[Set problem]:
Write out all the data again, exactly as it stands.

[Task input]:

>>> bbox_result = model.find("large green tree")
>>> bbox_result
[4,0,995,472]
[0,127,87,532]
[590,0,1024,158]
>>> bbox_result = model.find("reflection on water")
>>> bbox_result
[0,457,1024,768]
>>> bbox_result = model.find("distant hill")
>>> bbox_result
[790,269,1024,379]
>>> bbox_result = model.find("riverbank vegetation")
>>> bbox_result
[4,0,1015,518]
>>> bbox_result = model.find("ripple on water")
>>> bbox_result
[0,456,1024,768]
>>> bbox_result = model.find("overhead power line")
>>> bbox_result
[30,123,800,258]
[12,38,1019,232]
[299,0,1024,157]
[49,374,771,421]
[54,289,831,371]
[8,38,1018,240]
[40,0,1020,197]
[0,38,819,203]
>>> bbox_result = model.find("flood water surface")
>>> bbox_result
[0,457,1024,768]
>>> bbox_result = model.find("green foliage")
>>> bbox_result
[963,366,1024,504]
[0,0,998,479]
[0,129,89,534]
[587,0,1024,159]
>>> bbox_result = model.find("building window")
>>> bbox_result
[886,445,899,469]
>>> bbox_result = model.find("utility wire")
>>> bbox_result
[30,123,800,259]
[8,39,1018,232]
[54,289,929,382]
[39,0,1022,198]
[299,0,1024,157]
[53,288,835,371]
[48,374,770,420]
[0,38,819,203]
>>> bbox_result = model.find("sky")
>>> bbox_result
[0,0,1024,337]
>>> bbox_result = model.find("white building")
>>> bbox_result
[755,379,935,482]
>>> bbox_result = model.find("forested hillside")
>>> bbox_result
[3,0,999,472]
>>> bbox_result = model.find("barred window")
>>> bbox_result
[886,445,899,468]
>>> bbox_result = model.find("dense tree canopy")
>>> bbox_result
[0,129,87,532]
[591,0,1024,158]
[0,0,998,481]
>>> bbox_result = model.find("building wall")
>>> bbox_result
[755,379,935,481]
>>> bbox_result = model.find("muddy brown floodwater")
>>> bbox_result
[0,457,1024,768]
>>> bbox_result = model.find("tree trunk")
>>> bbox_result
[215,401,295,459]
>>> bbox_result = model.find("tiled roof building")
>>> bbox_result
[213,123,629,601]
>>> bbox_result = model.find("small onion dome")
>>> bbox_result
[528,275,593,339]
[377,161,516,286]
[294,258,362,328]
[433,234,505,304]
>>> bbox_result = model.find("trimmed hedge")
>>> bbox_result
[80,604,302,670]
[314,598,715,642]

[Response for this exercise]:
>>> bbox_result = model.find("large green tree")
>>> bbox_result
[4,0,995,472]
[0,127,87,532]
[590,0,1024,158]
>>> bbox_result = model.find("reflection on water")
>>> bbox_result
[0,457,1024,768]
>>> bbox_result = model.find("distant hill")
>>> bbox_result
[790,269,1024,379]
>>> bbox_result = model.find("riverbank vegetation")
>>> bbox_result
[4,0,1015,518]
>>> bbox_result = model.find("ripple on water")
>>> bbox_result
[0,456,1024,768]
>>> bbox_result = model.find("overhead power line")
>>> bbox_result
[30,123,800,258]
[12,38,1019,232]
[299,0,1024,157]
[49,374,771,421]
[54,289,831,371]
[8,38,1018,240]
[40,0,1020,197]
[0,38,819,203]
>>> bbox_result = model.find("flood water surface")
>>> bbox_result
[0,457,1024,768]
>>> bbox_result = model.find("green foliage")
>>> bbox_result
[963,366,1024,504]
[0,0,998,479]
[0,129,89,534]
[587,0,1024,159]
>>> bbox_result = model.find("building window")
>>> bbox_result
[886,445,899,469]
>>> bbox_result = model.find("utility wire")
>>> bbox_result
[30,123,800,259]
[8,39,1018,232]
[54,289,929,382]
[39,0,1022,198]
[299,0,1024,157]
[53,288,835,371]
[48,374,770,420]
[0,38,819,203]
>>> bbox_result = model.find("sky")
>>> bbox_result
[0,0,1024,337]
>>> bbox_result = model.find("white building")
>>> bbox_result
[755,379,935,482]
>>> bbox_result = model.find("forested hillside")
>>> bbox_result
[3,0,999,472]
>>> bbox_result = model.find("barred window")
>>> bbox_result
[886,445,899,468]
>>> bbox_result = model.find("dense tree canopy")
>>> bbox_result
[0,129,87,532]
[591,0,1024,158]
[0,0,998,481]
>>> bbox_result = model.find("building wall")
>>> bbox_result
[755,379,935,481]
>>> bbox_result = model.find("muddy brown floodwater")
>>> bbox_result
[0,457,1024,768]
>>> bbox_result = model.find("tree trunk")
>>> bbox_result
[215,401,295,459]
>>> bbox_result = model.find("tiled roof building")
>>> bbox_result
[213,123,629,601]
>>> bbox_result = model.find("small onion dome")
>>> bbox_result
[528,275,593,339]
[377,161,516,286]
[294,258,362,328]
[433,234,505,304]
>>> bbox_result = model.find("trimmed hedge")
>>> bbox_result
[80,604,302,670]
[314,598,715,642]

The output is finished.